Records for the exercise:
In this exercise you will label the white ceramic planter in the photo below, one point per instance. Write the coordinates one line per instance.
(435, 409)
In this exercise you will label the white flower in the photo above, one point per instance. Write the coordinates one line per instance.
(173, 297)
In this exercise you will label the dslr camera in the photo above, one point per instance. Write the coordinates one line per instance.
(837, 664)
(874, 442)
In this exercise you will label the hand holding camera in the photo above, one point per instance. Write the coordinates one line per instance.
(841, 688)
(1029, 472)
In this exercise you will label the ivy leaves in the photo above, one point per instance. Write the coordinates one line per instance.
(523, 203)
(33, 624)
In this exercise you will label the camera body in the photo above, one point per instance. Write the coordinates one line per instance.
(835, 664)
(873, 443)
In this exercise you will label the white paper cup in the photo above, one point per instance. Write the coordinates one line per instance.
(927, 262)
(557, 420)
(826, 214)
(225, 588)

Written problem: Convert the data from the line containing "In this exercise you will label the dslr" through the end of the data, inclusive, into a numbered list, one item per line, with blank lines omitted.

Answer to this exercise:
1. In this exercise you will label the dslr camera in the photo above, one point per instance. Write the coordinates one line per instance.
2. (837, 664)
3. (874, 442)
4. In this exercise you will label the hand holding camera in the photo above, one point per instance. Write the coordinates one line per instance.
5. (841, 688)
6. (1029, 472)
7. In this exercise you will label the ivy leaves in the photo above, one point per instance. Write the coordinates one line per instance.
8. (523, 203)
9. (33, 624)
10. In this exercise you will label the camera body in the photo above, one point per instance. Write the coordinates one line per instance.
11. (835, 664)
12. (873, 443)
13. In this exercise you will label the white paper cup in the photo above, one point per instance. Write the coordinates one line per instance.
14. (927, 262)
15. (557, 420)
16. (826, 214)
17. (225, 588)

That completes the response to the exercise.